[start of Document passage]
1

example Datafrmae:

col1 = {"a" : [1, np.nan, np.nan, np.nan, 2, 3, 4 , np.nan, np.nan, np.nan, np.nan, np.nan, np.nan,]}
df = pd.DataFrame(data=col1)
  1. to find the largest group of consecutive NaN values from the dataframe.
  2. To return the first and last index from the group

in this example the output would be: (7, 12)

mika
  • 173
  • 2
  • 16

3 Answers3

2

Use groupby on null values to get the "streaks" of consecutive null/non-null values:

streaks = df["a"].isnull().groupby(df["a"].isnull().ne(df["a"].isnull().shift()).cumsum()).transform(sum)
indices = df[streaks==streaks.max()].index

>>> indices[0], indices[-1]
(7, 12)
not_speshal
  • 22,093
  • 2
  • 15
  • 30
0

What about:

# Fill NAN with some dummy value.
df.a = df.a.fillna(-999)
# Check if value is equal to last value, and add a value each time group changes:
df['groups'] = (df.a != df.a.shift()).cumsum()
# Count the size of each group and select the biggest:
biggest_group = df.groupby('groups').size().max()
# Query that group and fetch first and last index:
min_index, *_, max_index = df[df['groups'] == biggest_group].index
hirolau
  • 13,451
  • 8
  • 35
  • 47
0

We can filter the dataframe for NaN values and use the resulting index as the numerical sequence for this answer (slightly adapted): identify groups of continuous numbers in a list.

Example:

from itertools import groupby
from operator import itemgetter

ranges = {}
for k, g in groupby(enumerate(df.loc[df['a'].isna()].index), lambda x: x[0] - x[1]):
    seq = tuple(map(itemgetter(1), g))
    ranges[seq] = len(seq)
print(ranges)

Output:

{(1, 2, 3): 3, (7, 8, 9, 10, 11, 12): 6}

The resulting ranges dictionary has a tuple of indices where the NaN values appeared in df as keys, and the length of each consecutive range as values.

jfaccioni
  • 7,099
  • 1
  • 9
  • 25
[end of Document passage]
[start of Source excerpt]
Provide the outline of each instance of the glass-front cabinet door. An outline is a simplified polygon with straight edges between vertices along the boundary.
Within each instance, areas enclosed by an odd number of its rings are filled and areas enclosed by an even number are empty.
[end of Source excerpt]
● **Task requirements**:
Please reproduce the forum thread above on finding the longest run of consecutive NaN values in a DataFrame, word for word and in full.

● **Correct output**:
1

example Datafrmae:

col1 = {"a" : [1, np.nan, np.nan, np.nan, 2, 3, 4 , np.nan, np.nan, np.nan, np.nan, np.nan, np.nan,]}
df = pd.DataFrame(data=col1)
  1. to find the largest group of consecutive NaN values from the dataframe.
  2. To return the first and last index from the group

in this example the output would be: (7, 12)

mika
  • 173
  • 2
  • 16

3 Answers3

2

Use groupby on null values to get the "streaks" of consecutive null/non-null values:

streaks = df["a"].isnull().groupby(df["a"].isnull().ne(df["a"].isnull().shift()).cumsum()).transform(sum)
indices = df[streaks==streaks.max()].index

>>> indices[0], indices[-1]
(7, 12)
not_speshal
  • 22,093
  • 2
  • 15
  • 30
0

What about:

# Fill NAN with some dummy value.
df.a = df.a.fillna(-999)
# Check if value is equal to last value, and add a value each time group changes:
df['groups'] = (df.a != df.a.shift()).cumsum()
# Count the size of each group and select the biggest:
biggest_group = df.groupby('groups').size().max()
# Query that group and fetch first and last index:
min_index, *_, max_index = df[df['groups'] == biggest_group].index
hirolau
  • 13,451
  • 8
  • 35
  • 47
0

We can filter the dataframe for NaN values and use the resulting index as the numerical sequence for this answer (slightly adapted): identify groups of continuous numbers in a list.

Example:

from itertools import groupby
from operator import itemgetter

ranges = {}
for k, g in groupby(enumerate(df.loc[df['a'].isna()].index), lambda x: x[0] - x[1]):
    seq = tuple(map(itemgetter(1), g))
    ranges[seq] = len(seq)
print(ranges)

Output:

{(1, 2, 3): 3, (7, 8, 9, 10, 11, 12): 6}

The resulting ranges dictionary has a tuple of indices where the NaN values appeared in df as keys, and the length of each consecutive range as values.

jfaccioni
  • 7,099
  • 1
  • 9
  • 25